Set problem a
In the rows that follow the text, shift every coordinate in the answers by -109. Write out only the lines starting at the one that contains "woman's hand and record the coordinates." and ending at the one that contains "(164, 1041)", both included, copying each line in full and changing only the coordinate values.

Si returns to 1882 and goes to a boarding house at 19 Gramercy Park (the address Pickering gave to his cab driver). He approaches pretending to be a boarder looking to rent a room and meets Julia Charbonneau. Julia’s Aunt Ada is the proprietor of the boarding house. Julia shows Si to a room, and Si thinks she is beautiful. For a moment, he remembers that she is dead in his time, but then she smiles and brings him back to 1882.

Si meets the other residents, including Aunt Ada, whom Si describes one by one, including photographs. He enjoys an evening meal, songs, and parlor games with the household and seems to feel instantly at home.

He makes several historical mistakes, and Julia seems suspicious of him. Then, he draws her a sketch, and she is both distracted and enchanted. He is highly attracted to her, and when she lets down her hair, he calls her “beautiful, beautiful” out loud as he draws her (189).

Finally, Jake Pickering, whom Si recognizes as the man who mailed the letter, returns home. He is threatened by Si’s presence and obvious attraction to Julia. He claims Julia is his fiancée (though Julia does not confirm this) and starts a battle of wills and male posturing with Si.

That night in bed, Si realizes that no matter how careful he is, he will likely have some impact on the future. He considers leaving but remembers that tomorrow (Thursday) is the day mentioned in the letter, demanding that Andrew Carmody meet Pickering at City Hall Park. Si decides he must see what happens.

Chapter 13 Summary

The next morning, Si waits until the other boarders, particularly Pickering, have left before coming down for breakfast. To make conversation, he tells Julia that he wants to buy new clothes, and she offers to walk him to the store since he is new in town. While walking, Julia shows him “the Ladies’ Mile”—a stretch of the city where ladies promenade in their best clothes. Si is delighted by everything he sees.

On Madison Avenue, they see the arm of the Statue of Liberty, where it has been left on display while awaiting the construction of the rest of the statue. Julia is doubtful that the rest of the statue will ever be erected, but Si insists it will be. He is amazed by the sight and nearly gives himself away. Finally, the two part ways on their separate errands. Si continues walking while he waits for the time mentioned in Pickering’s letter.

Data section
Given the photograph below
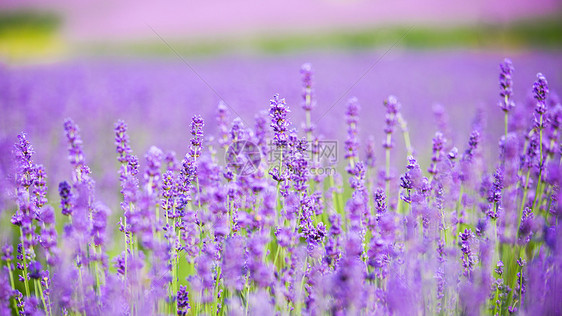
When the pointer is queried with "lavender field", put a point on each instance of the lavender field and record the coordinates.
(312, 183)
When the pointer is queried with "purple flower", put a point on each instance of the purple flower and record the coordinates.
(438, 145)
(278, 113)
(197, 136)
(182, 301)
(506, 85)
(65, 192)
(75, 152)
(122, 141)
(392, 107)
(352, 119)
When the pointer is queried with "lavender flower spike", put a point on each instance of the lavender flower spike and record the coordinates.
(506, 85)
(278, 113)
(75, 152)
(352, 142)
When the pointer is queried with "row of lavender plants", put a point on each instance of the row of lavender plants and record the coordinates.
(201, 236)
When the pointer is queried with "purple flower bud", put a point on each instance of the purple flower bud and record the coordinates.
(506, 85)
(75, 152)
(278, 113)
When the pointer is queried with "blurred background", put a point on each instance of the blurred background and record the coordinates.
(157, 63)
(55, 29)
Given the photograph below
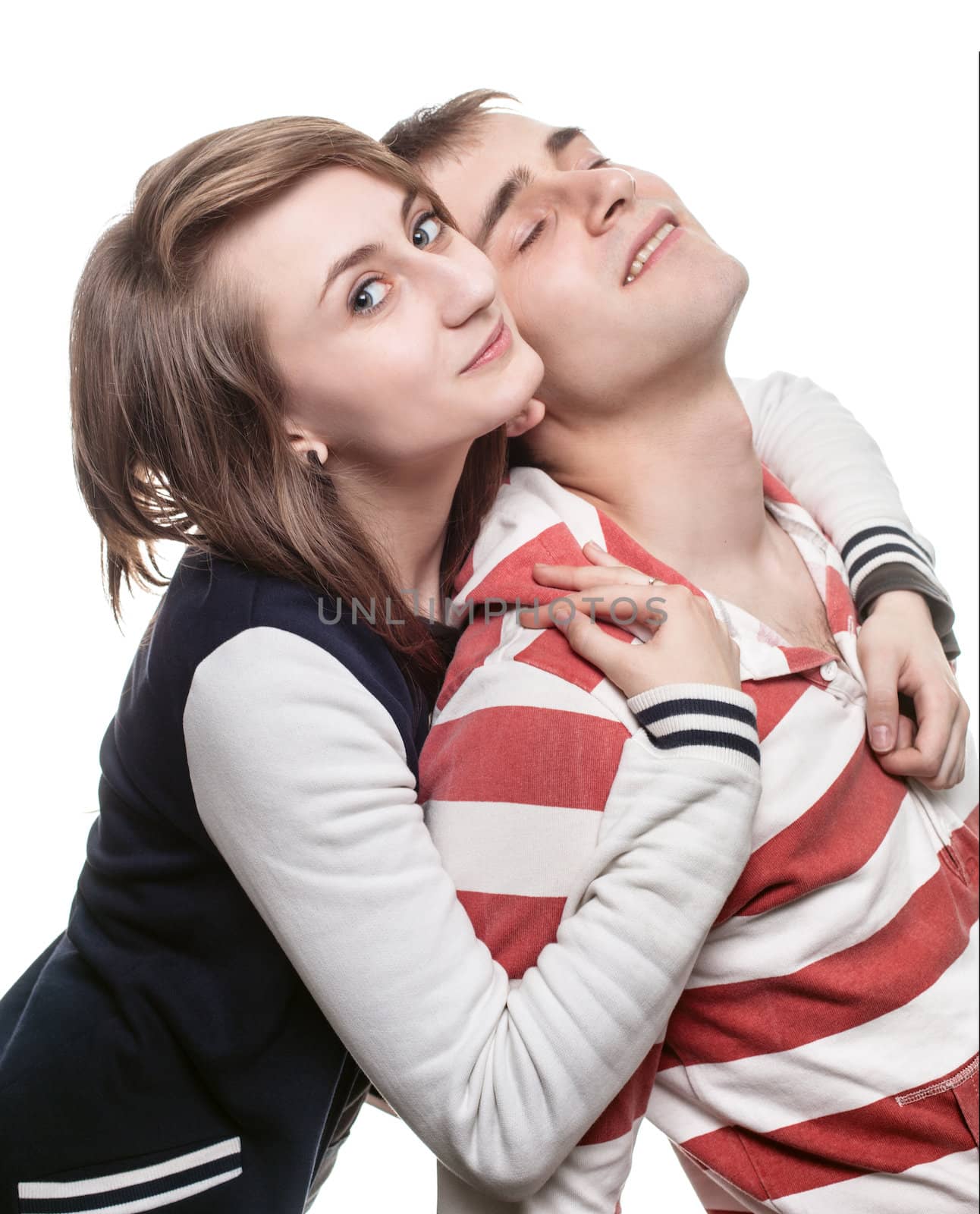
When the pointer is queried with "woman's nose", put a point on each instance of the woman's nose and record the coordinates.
(466, 282)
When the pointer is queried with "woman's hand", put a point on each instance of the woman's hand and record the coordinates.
(689, 643)
(899, 651)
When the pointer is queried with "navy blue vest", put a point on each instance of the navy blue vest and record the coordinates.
(164, 1041)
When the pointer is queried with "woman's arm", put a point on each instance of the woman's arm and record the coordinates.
(301, 781)
(836, 470)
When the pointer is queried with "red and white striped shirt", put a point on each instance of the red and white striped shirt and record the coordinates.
(822, 1056)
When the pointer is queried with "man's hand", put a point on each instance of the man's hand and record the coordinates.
(899, 651)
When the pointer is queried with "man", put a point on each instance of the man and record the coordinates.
(822, 1056)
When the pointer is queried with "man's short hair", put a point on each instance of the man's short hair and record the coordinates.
(435, 131)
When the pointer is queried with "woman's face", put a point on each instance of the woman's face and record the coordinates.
(375, 313)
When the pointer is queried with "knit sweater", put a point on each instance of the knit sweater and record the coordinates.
(826, 1037)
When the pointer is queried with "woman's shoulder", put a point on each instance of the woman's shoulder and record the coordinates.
(214, 602)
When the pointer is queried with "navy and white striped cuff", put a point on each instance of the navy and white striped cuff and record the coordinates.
(704, 719)
(884, 544)
(164, 1183)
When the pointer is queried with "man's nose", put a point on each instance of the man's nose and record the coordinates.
(605, 193)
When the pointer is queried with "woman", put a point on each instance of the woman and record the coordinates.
(193, 1037)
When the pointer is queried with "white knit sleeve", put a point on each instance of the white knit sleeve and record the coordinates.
(301, 781)
(837, 473)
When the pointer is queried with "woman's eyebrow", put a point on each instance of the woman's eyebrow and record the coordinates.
(366, 250)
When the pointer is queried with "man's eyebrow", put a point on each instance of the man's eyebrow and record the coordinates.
(366, 250)
(522, 176)
(561, 139)
(496, 208)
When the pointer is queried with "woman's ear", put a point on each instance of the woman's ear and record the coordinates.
(306, 445)
(528, 418)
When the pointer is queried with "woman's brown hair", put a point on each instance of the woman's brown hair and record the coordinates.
(177, 410)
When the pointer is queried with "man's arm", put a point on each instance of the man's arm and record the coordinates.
(836, 470)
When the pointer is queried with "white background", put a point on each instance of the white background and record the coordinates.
(832, 147)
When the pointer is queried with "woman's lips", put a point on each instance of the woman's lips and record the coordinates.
(498, 345)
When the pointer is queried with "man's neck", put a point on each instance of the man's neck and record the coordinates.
(676, 470)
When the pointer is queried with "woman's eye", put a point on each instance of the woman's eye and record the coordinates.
(532, 236)
(369, 297)
(426, 230)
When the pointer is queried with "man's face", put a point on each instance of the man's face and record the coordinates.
(563, 228)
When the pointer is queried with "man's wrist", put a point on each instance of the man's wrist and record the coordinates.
(907, 602)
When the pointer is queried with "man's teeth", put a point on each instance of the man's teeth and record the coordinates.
(644, 253)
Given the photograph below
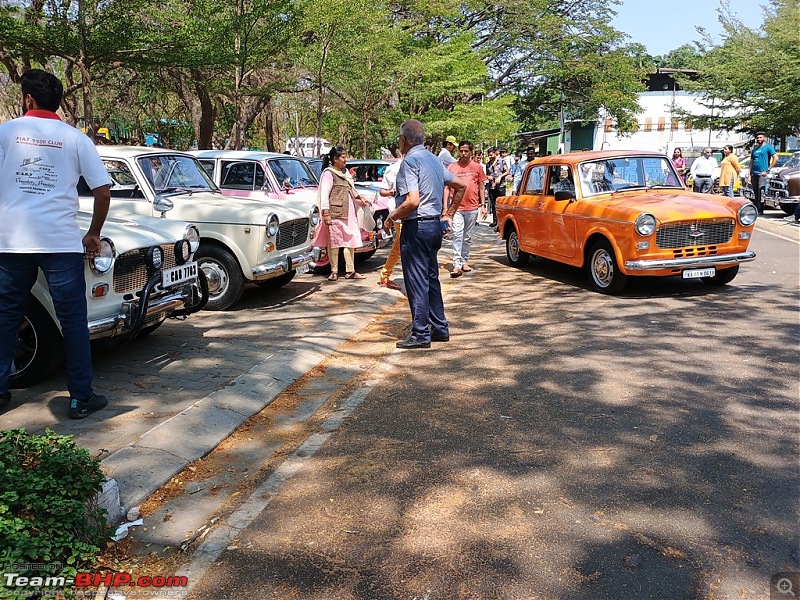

Set problem b
Copy the chapter summary starting at "Si meets the" and ending at "posturing with Si.", swapping out "sketch" and putting "drawing" in its place.

Exercise output a
When the pointer is queried with "woman's hand", put a point on each instance of the woman's hand and record the coordinates.
(580, 534)
(790, 542)
When the pointer is queried with "navy blue vest", put a point on each instance of the navy blue vest and record the coordinates.
(55, 932)

Exercise output b
Si meets the other residents, including Aunt Ada, whom Si describes one by one, including photographs. He enjoys an evening meal, songs, and parlor games with the household and seems to feel instantly at home.

He makes several historical mistakes, and Julia seems suspicious of him. Then, he draws her a drawing, and she is both distracted and enchanted. He is highly attracted to her, and when she lets down her hair, he calls her “beautiful, beautiful” out loud as he draws her (189).

Finally, Jake Pickering, whom Si recognizes as the man who mailed the letter, returns home. He is threatened by Si’s presence and obvious attraction to Julia. He claims Julia is his fiancée (though Julia does not confirm this) and starts a battle of wills and male posturing with Si.